### WHAT NEEDS TO BE DONE
The expected output is the data itself, duplicated in full.

### AVAILABLE DATA
────────

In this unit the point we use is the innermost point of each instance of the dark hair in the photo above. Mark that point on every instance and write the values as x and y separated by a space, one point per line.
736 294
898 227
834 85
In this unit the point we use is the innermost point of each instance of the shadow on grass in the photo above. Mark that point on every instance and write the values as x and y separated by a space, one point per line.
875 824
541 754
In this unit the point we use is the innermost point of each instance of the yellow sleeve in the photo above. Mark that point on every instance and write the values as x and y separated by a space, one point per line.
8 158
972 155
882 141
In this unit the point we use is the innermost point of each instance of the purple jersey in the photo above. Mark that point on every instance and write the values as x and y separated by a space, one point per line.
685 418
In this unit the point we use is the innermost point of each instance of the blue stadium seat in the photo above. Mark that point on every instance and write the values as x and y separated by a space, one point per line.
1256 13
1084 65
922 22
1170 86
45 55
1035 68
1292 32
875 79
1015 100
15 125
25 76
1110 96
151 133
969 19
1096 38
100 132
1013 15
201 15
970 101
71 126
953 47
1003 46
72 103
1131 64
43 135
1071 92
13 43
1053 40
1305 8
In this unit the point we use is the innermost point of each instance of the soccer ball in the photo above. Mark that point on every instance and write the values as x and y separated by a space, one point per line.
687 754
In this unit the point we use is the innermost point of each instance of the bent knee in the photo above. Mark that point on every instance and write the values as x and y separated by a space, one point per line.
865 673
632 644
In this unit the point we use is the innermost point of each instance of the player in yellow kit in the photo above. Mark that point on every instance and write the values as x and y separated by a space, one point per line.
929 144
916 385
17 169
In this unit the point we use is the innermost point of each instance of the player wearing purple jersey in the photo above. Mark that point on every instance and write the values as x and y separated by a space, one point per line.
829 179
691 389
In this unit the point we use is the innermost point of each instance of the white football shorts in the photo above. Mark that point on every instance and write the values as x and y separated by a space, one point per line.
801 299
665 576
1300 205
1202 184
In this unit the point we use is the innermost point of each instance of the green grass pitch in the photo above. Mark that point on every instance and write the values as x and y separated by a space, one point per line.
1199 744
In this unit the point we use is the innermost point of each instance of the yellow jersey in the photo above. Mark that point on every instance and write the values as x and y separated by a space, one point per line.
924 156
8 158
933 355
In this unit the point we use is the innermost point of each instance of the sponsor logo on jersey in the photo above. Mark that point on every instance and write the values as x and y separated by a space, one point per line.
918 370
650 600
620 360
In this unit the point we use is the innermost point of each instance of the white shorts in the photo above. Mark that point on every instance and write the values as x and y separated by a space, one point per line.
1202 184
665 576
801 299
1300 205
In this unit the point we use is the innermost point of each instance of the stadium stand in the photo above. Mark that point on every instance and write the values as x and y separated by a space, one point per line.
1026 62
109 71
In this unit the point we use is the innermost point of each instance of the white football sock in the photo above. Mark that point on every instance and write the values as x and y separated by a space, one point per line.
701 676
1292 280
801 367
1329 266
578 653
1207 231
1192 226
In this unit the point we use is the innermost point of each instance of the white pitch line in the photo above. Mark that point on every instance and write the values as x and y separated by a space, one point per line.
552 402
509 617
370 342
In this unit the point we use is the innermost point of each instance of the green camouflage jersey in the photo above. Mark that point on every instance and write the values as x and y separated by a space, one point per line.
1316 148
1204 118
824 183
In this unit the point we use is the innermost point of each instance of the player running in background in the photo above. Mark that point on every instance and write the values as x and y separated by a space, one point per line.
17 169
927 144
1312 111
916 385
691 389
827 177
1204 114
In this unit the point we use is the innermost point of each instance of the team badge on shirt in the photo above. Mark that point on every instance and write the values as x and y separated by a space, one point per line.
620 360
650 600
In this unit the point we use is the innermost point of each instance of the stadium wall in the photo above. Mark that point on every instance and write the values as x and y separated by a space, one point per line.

────────

### REPLY TO THE TASK
In this unit the point we use is the innermost point of each instance of the dark hair in the photo above. Mark that point on every instance and write the values as x and y separated by a space, one point per line.
736 294
898 227
834 85
In this unit the point we use is the innermost point of each instance of the shadow on grass in the photo above. Mark that point on every instance and write the values as x and y separated by a space, one point per line.
875 824
541 754
In this unit the point we use is the innermost point of each instance of the yellow sleeve in the photo above. Mark that point on every instance and write the values as x and y separated by a space, one point per line.
8 158
972 155
882 141
In this unit the point we use is the innermost point of each instance of the purple jersey in the photo above. Mark that point on every instance and write the values as x and y separated by a space, one point per line.
685 418
In this unit the point we use is the innermost point of each instance of the blue stadium seat in the photo above. Mark that point on every instance and write the values as x and y separated by a space, one point per line.
1256 13
1084 65
922 22
1170 86
45 55
1035 68
1292 32
875 79
1015 100
15 125
25 76
1110 96
151 133
969 19
1096 38
100 132
1013 15
201 15
970 101
71 126
953 47
1003 46
72 103
1131 64
43 135
1071 92
13 43
1053 40
1305 8
In this unit the point we use is the innermost point of each instance of the soccer ball in the photo above. Mark that point on every instance and write the values as x and y separated by a space, one point per line.
687 754
In this unit the point we use is the innermost point of each instance of the bent knee in the photo above. Mark that point on every instance and write the values as x and y separated by a space, one point per line.
865 673
632 644
In this unit the point we use is the innermost point of each instance of the player in yellow kit in the photo above. Mark that point on every instance and write the values as x and y separated by a space, one point per line.
929 144
916 385
17 169
In this unit the point we use is the innermost point of each instance of the player wearing purple jersey in the photo above. Mark that point on every instance and write the values as x and y separated by a space, one point per line.
829 179
691 389
In this unit the point we use is the innermost point of each instance of the white football shorts in the photo above. Mark that point on every instance and write the values as x and y separated by a space, one point per line.
801 299
665 576
1300 205
1202 184
In this unit the point we use is the innermost point of each instance of the green grass pitch in the photo above. Mark that point on every instance and write the values as x and y separated by a space, one point per line.
1199 744
In this unit the point we use is the innermost point of each instance of the yellow jersey in the photo above. Mark that point on every instance and write the values as x and y separated by a space, one point per line.
924 156
8 158
933 355
In this unit the point we use is the innermost point of each instance of the sponsor logo on jersey in the photo above. Mark that point on every instance and write the values as x and y separated by a space, one point per line.
918 370
650 600
620 360
In this unit the point we use is the innermost point of each instance of the white shorts in the photo above. Mark that point on every instance and write the values as x and y separated by a space, one point per line.
1202 184
665 576
801 299
1300 205
In this unit the point we use is the innermost point of each instance of the stadium stand in the photo above. Mark that point on every instance and write the values as x and y separated by a space, one point per line.
1026 62
109 71
In this unit the point we use is the innermost point of each instance of the white football sock in the photo above. Mark that point on every instance and write the values as x and y separated by a space, one point per line.
701 676
1292 280
801 367
1329 266
578 653
1207 231
1192 226
In this unit the point we use is the innermost point of each instance of the white pitch line in the photo above. Mark that point on every instance and write the values as x and y separated by a space, one point per line.
552 402
509 617
370 342
In this unit the point we use is the innermost point of each instance of the green camouflage jersey in the photo above. Mark that point on every instance and write the values as x and y separated by a space, one point per line.
1316 148
1204 118
824 183
In this unit the point we use is the innermost point of each instance of the player running in background in the photo above. Mark that point on every instance and write the values as x and y separated by a space, one point per line.
17 169
927 144
1312 111
916 385
691 389
827 177
1204 114
In this unit the point we use is the innermost point of each instance of the team badge on shirt in the photo above. Mark that point on every instance and write the values as x and y separated by a space, one point per line.
620 360
650 600
In this unit the point we use is the innermost point of each instance of the stadium wall in the photo above. Mark that point on every instance and write the values as x and y separated by a space, one point per line.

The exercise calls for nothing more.